Rodrigo Antunes / Lusa
O padre Vítor Melícias, presidente da Assembleia Geral do Montepio, diz que Tomás Correia “faz falta, mas fez muito bem” em abandonar a liderança da mutualista Montepio. “Dizer que Tomás Correia continua a controlar através de mim é um disparate”, considera ainda, abordando o “mito” da sua influência junto do poder político.
Numa entrevista ao jornal i, o padre Vítor Melícias não fala directamente das buscas realizadas recentemente ao Banco Montepio, mas salienta que espera que os tribunais façam o que lhes compete. Quanto a Tomás Correia refere que vai “fazer falta” no Montepio, mas que “fez muitíssimo bem” em sair por causa do “ruído todo” e do desgaste da sua imagem. Tal como na Igreja, “um padre, quando faz asneira, afecta a Igreja toda, até o próprio Papa”, refere em jeito de comparação.
Tomás Correia “tinha os problemas de ser arguido ou de ser suspeito disto ou daquilo — coisas que não sei e, se houver alguma coisa, deve ser julgado, primeiro, pela sua consciência, segundo, pela história e, se for caso disso, pelos tribunais”, sublinha.
“Os ataques foram tão fortes que [Tomás Correia] se fartou e foi-se embora. E é um homem que faz falta na área da economia social. Mas face a todo o clima que se criou, no lugar dele faria o mesmo”, considera ainda.
“Dizer que Tomás Correia continua a controlar através de mim é um disparate“, acrescenta, salientando que “ele já não está lá, não comanda, não tem nada a ver com aquilo”.
O padre Vítor Melícias não duvida de que ele “fez um bom trabalho” na mutualista e frisa que se “tivesse saído mais cedo era capaz de não ter sido mau para a sua imagem”.
Melícias entende que “o Montepio sempre foi uma coisa perfeitamente apetecível”, mas alerta que só por “incompreensão” se pode pensar que “o que aconteceu ao BES iria acontecer ao Montepio”. “Isso não seria possível porque o BES e a família do grupo BES são duas realidades da economia privada, da economia lucrativa, que podem fazer, efectivamente, determinado tipo de negócios”, aponta, concluindo que “num banco de economia social, como é o caso da caixa económica [Banco Montepio], não há esse perigo”.
O padre também sustenta que os associados “não perdem o seu capital porque não têm capital”. “Não há propriedade privada. Uma pessoa paga quotas numa associação mutualista, mas não é dono daquele capital. Se morrer, não fica para os herdeiros porque aquilo não é dele. Trata-se de uma associação de pessoas, não uma associação de capitais”, destaca.

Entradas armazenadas

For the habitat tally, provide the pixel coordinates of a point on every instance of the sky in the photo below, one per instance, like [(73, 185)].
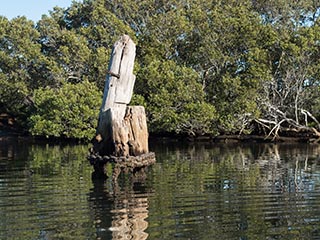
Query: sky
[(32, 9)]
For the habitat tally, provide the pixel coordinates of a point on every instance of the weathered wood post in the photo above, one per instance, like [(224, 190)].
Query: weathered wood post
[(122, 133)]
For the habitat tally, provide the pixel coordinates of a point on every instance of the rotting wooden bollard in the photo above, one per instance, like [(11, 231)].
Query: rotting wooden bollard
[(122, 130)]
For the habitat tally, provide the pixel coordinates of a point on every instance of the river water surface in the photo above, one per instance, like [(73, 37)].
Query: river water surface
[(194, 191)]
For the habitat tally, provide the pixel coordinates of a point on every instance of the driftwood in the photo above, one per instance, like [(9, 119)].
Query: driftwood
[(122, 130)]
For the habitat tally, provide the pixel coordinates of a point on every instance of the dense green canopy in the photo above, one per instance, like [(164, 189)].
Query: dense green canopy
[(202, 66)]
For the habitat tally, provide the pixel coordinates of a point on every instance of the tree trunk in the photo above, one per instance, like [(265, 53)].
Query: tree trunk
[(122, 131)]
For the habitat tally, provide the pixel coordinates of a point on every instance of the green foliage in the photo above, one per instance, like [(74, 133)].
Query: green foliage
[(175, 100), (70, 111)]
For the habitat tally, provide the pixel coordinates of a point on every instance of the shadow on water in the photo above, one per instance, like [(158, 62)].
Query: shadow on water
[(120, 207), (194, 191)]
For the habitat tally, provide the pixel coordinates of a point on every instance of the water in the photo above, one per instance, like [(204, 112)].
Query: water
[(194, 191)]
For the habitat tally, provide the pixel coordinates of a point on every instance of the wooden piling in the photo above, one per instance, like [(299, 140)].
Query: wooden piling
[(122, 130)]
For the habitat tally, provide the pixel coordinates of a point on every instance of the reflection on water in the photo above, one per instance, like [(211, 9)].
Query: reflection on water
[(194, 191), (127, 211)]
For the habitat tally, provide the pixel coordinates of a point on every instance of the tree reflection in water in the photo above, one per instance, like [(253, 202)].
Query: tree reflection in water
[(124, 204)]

_Tarefa 1:_
Transcreva da notícia sobre o padre Vítor Melícias o trecho que vai de "Rodrigo Antunes /" até "jeito de comparação.", inclusive.
_Tarefa 2:_
Segundo a notícia sobre o padre Vítor Melícias, que cargo ocupa ele no Montepio?
_Tarefa 3:_
Dê seguimento à notícia sobre o padre Vítor Melícias e o Montepio a partir do ponto em que ela termina.
O material não é necessário para nenhuma das tarefas.

_Resposta 1:_
Rodrigo Antunes / Lusa
O padre Vítor Melícias, presidente da Assembleia Geral do Montepio, diz que Tomás Correia “faz falta, mas fez muito bem” em abandonar a liderança da mutualista Montepio. “Dizer que Tomás Correia continua a controlar através de mim é um disparate”, considera ainda, abordando o “mito” da sua influência junto do poder político.
Numa entrevista ao jornal i, o padre Vítor Melícias não fala directamente das buscas realizadas recentemente ao Banco Montepio, mas salienta que espera que os tribunais façam o que lhes compete. Quanto a Tomás Correia refere que vai “fazer falta” no Montepio, mas que “fez muitíssimo bem” em sair por causa do “ruído todo” e do desgaste da sua imagem. Tal como na Igreja, “um padre, quando faz asneira, afecta a Igreja toda, até o próprio Papa”, refere em jeito de comparação.

_Resposta 2:_
É presidente da Assembleia Geral do Montepio.

_Resposta 3:_
Sobre a sua vida pessoal, Vítor Melícias garante que nem sequer tem uma bicicleta e que nem o dinheiro que recebe é seu. “É dos frades”, vinca, apontando que “dos cerca de 4 mil euros” que ganha, “3 mil vão para os frades”. “Não tenho automóvel, não tenho nada nem quero ter”, assegura na entrevista ao i, onde diz que gere a sua vida com cerca de 900 euros.
“Eu preciso de me mexer, tenho de pôr gasóleo no carro, que não é meu, mas tenho de abastecer, tenho de ir ao médico”, nota o antigo comissário para a transição de Timor para a independência e ex-administrador do Montepio que recebe uma pensão da Segurança Social, outra pensão enquanto associado do Montepio e ainda uma “compensação salarial” como ex-administrador do Banco.
As contas feitas pelo Polígrafo, em Maio de 2019, concluíram que o padre recebe cerca de 4.597,25 euros, com cerca de 3 mil a serem entregues ao Convento do Varatojo, em Torres Vedras. O restante montante fica “numa conta com o nome de Vítor Melícias e do ecónomo da província dos frades”, relatou ao Polígrafo o próprio padre. “Eu tenho a administração directa [da conta], mas nós não temos direito de propriedade, aquele dinheiro não é meu“, apontou na altura.
Na entrevista ao i, o padre Vítor Melícias ainda recusa a ideia de que tem influência junto do poder político. É “um mito”, assegura, notando que só tem “muitos e grandes amigos em todas essas áreas e em todos os sectores”, sem ter “partido nem interesses”.